## [BRIEF]
Copy the records below exactly, leaving out any pictures.

== Segment start ==

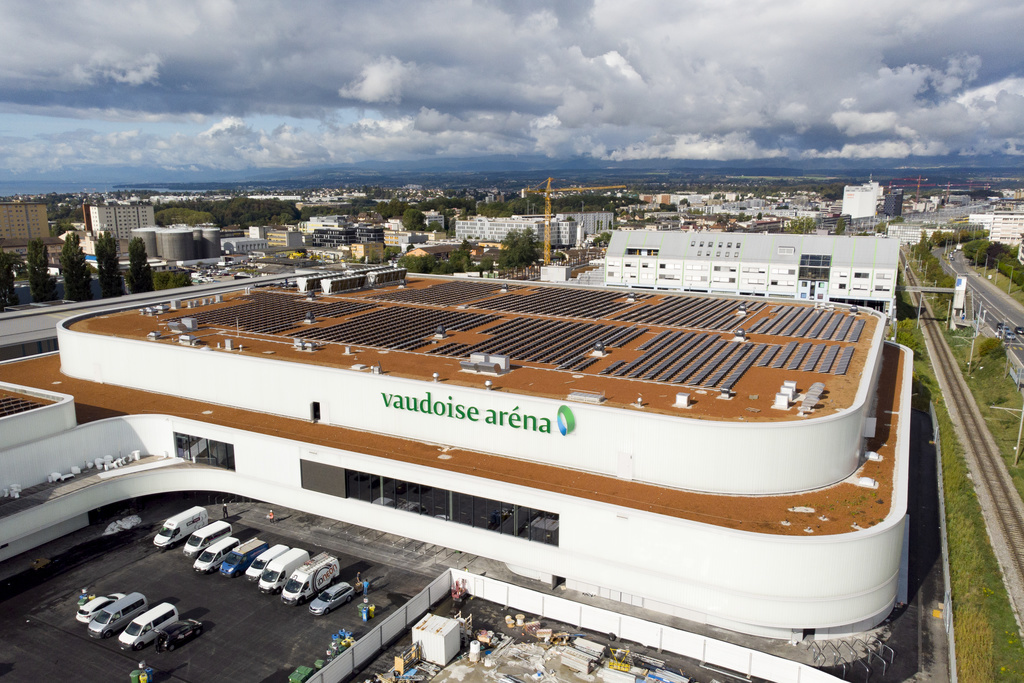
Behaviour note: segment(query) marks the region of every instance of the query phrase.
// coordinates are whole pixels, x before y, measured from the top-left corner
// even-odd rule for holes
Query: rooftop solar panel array
[[[27,410],[34,410],[43,407],[43,403],[29,401],[20,396],[0,396],[0,417],[17,415]]]
[[[240,302],[240,303],[236,303]],[[294,294],[256,291],[237,299],[229,300],[230,305],[219,306],[206,311],[186,314],[182,317],[195,318],[200,325],[238,328],[259,334],[278,334],[303,324],[306,314],[312,312],[318,319],[340,318],[374,308],[359,301],[329,301],[316,299],[307,301]],[[181,318],[170,318],[181,320]]]
[[[519,289],[506,285],[510,290]],[[392,289],[365,297],[374,301],[396,301],[405,304],[427,304],[431,306],[459,306],[477,299],[483,299],[501,289],[493,282],[441,282],[418,289]]]
[[[439,355],[471,353],[508,355],[518,360],[563,366],[590,353],[597,342],[622,347],[647,330],[638,327],[581,323],[545,318],[513,318],[482,330],[487,339],[476,344],[453,344],[429,351]]]
[[[616,320],[634,323],[664,325],[666,327],[691,327],[699,330],[732,330],[742,324],[737,315],[740,304],[735,299],[709,299],[706,297],[666,297],[647,306],[638,306],[616,316]],[[760,302],[745,302],[747,313],[761,309]]]
[[[749,331],[779,337],[856,342],[864,321],[857,320],[856,323],[854,325],[854,317],[846,311],[782,304],[772,308],[771,315],[758,320]],[[851,325],[857,332],[851,332]],[[857,339],[854,338],[855,333]]]
[[[593,292],[588,289],[539,289],[522,294],[503,294],[493,299],[474,303],[475,308],[491,311],[532,313],[560,318],[607,318],[613,313],[634,305],[635,300],[650,298],[649,294],[622,292]]]
[[[465,331],[496,320],[496,316],[486,313],[393,306],[377,308],[336,325],[307,327],[291,332],[288,336],[413,351],[433,343],[433,336],[439,326],[446,331]]]

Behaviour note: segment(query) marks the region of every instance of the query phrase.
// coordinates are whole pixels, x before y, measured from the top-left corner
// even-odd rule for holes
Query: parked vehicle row
[[[350,584],[333,585],[340,578],[341,566],[331,554],[320,553],[311,559],[302,548],[282,544],[270,547],[258,538],[242,543],[231,535],[227,522],[208,521],[205,508],[191,508],[164,522],[153,542],[166,548],[185,541],[183,552],[195,558],[195,571],[209,574],[219,570],[231,578],[244,574],[249,581],[258,581],[260,592],[280,593],[286,605],[312,600],[309,611],[316,615],[327,614],[355,596]]]
[[[81,605],[75,619],[88,622],[91,638],[118,635],[122,650],[141,650],[156,641],[158,650],[173,650],[203,632],[195,619],[179,619],[178,608],[169,602],[150,607],[142,593],[111,593]]]

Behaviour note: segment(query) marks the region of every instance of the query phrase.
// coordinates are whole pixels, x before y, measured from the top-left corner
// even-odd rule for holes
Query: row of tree
[[[146,245],[141,238],[134,238],[128,246],[128,272],[125,284],[132,294],[152,292],[153,271],[147,263]],[[60,269],[64,275],[64,299],[66,301],[89,301],[92,299],[92,269],[85,260],[78,235],[70,233],[64,239],[60,251]],[[29,292],[32,301],[45,302],[57,299],[57,278],[50,274],[46,244],[41,239],[28,243],[25,262],[17,254],[0,251],[0,311],[18,304],[15,282],[20,274],[27,271]],[[118,269],[117,243],[110,233],[102,233],[96,240],[96,272],[100,285],[100,296],[104,299],[124,294],[121,273]],[[187,273],[182,278],[168,277],[175,274],[159,273],[160,284],[164,287],[180,287],[191,284]]]

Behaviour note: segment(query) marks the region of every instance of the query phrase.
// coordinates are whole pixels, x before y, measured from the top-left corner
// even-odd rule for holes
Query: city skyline
[[[5,15],[0,181],[1024,153],[1011,2],[18,1]]]

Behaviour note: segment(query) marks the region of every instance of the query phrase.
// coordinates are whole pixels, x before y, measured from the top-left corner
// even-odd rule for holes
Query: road
[[[995,336],[996,325],[1010,323],[1011,328],[1024,327],[1024,306],[996,289],[995,285],[979,275],[964,260],[962,252],[951,252],[951,260],[938,254],[942,268],[950,275],[967,278],[967,289],[974,299],[975,314],[982,319],[982,330]],[[1018,367],[1024,367],[1024,340],[1018,339],[1006,345]]]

== Segment end ==

## [FINISHED EXERCISE]
Behaviour note: segment(query) marks the region of every instance of the query phrase.
// coordinates are whole pixels, x before y, measured from the top-left corner
// even-odd rule for holes
Query: rooftop solar panel array
[[[27,410],[34,410],[43,407],[43,403],[29,401],[20,396],[0,396],[0,417],[17,415]]]
[[[240,302],[240,303],[236,303]],[[294,294],[256,291],[237,299],[229,300],[230,305],[219,306],[206,311],[186,314],[182,317],[195,318],[200,325],[238,328],[259,334],[278,334],[303,324],[306,314],[312,312],[318,319],[340,318],[374,308],[359,301],[329,301],[316,299],[307,301]],[[181,318],[170,318],[181,320]]]
[[[519,289],[506,285],[510,290]],[[392,289],[365,297],[374,301],[396,301],[405,304],[427,304],[431,306],[459,306],[477,299],[483,299],[501,289],[493,282],[441,282],[418,289]]]
[[[439,355],[471,353],[508,355],[518,360],[563,366],[590,353],[597,342],[622,347],[647,330],[638,327],[581,323],[545,318],[513,318],[482,330],[487,339],[476,344],[453,344],[429,351]]]
[[[616,320],[634,323],[664,325],[666,327],[691,327],[699,330],[732,330],[742,324],[737,315],[740,304],[735,299],[709,299],[706,297],[666,297],[647,306],[638,306],[616,316]],[[760,302],[745,302],[747,313],[761,309]]]
[[[749,331],[779,337],[856,342],[864,321],[857,320],[856,323],[854,325],[854,317],[846,311],[782,304],[772,308],[771,315],[758,320]],[[851,325],[857,332],[851,332]],[[857,339],[854,338],[855,333]]]
[[[593,292],[588,289],[539,289],[522,294],[503,294],[493,299],[474,303],[475,308],[491,311],[532,313],[560,318],[607,318],[613,313],[634,305],[635,300],[650,298],[649,294],[622,292]]]
[[[465,331],[496,320],[496,316],[486,313],[393,306],[377,308],[336,325],[307,327],[291,332],[288,336],[413,351],[433,343],[433,336],[439,326],[446,331]]]

Behaviour note: segment(query) marks the region of every instance of the query phrase.
// coordinates are whole pixels, x before y, measured from the top-left corner
// even-odd rule for holes
Query: parked vehicle row
[[[350,584],[333,585],[340,578],[341,566],[331,554],[320,553],[311,559],[302,548],[282,544],[270,547],[258,538],[242,543],[231,535],[227,522],[208,521],[205,508],[191,508],[164,522],[153,542],[166,548],[185,541],[183,552],[195,558],[195,571],[209,574],[219,570],[231,578],[244,574],[249,581],[258,581],[260,592],[280,593],[286,605],[312,600],[309,611],[316,615],[327,614],[355,596]]]
[[[81,605],[75,619],[88,622],[91,638],[118,635],[122,650],[141,650],[156,641],[158,650],[173,650],[203,632],[195,619],[179,619],[178,608],[169,602],[150,607],[142,593],[111,593]]]

Behaviour note: segment(query) marks the region of every instance of the query phrase.
// coordinates are whole pixels, x before y, measured from the top-left corner
// even-odd rule for holes
Query: row of tree
[[[146,245],[141,238],[134,238],[128,246],[128,272],[125,284],[132,294],[152,292],[153,271],[147,263]],[[60,269],[64,275],[64,299],[66,301],[89,301],[92,299],[92,269],[85,260],[78,235],[70,233],[64,239],[60,251]],[[29,292],[32,301],[45,302],[57,299],[57,278],[50,274],[46,244],[41,239],[28,243],[25,262],[17,254],[0,251],[0,311],[18,304],[15,282],[20,274],[27,271]],[[118,269],[117,243],[110,233],[102,233],[96,240],[96,272],[100,285],[100,296],[104,299],[124,294],[121,273]],[[187,273],[182,278],[168,277],[175,274],[159,273],[160,284],[164,287],[180,287],[191,284]]]

Behaviour note: segment(query) marks the region of every instance of the query phrase.
// coordinates are whole pixels, x before y, measured from the top-left corner
// even-odd rule for holes
Query: city skyline
[[[5,15],[0,181],[1024,153],[1011,2],[18,1]]]

Behaviour note: segment(query) marks the region of every instance of the query phrase.
// coordinates are whole pixels, x before y, measured from the top-left corner
// even-odd rule for holes
Query: road
[[[995,336],[996,325],[1010,323],[1011,328],[1024,327],[1024,306],[996,289],[995,285],[979,275],[964,260],[962,252],[951,252],[951,260],[938,254],[942,268],[950,275],[967,278],[967,289],[974,299],[975,314],[982,319],[982,330]],[[1018,367],[1024,367],[1024,340],[1018,339],[1006,345]]]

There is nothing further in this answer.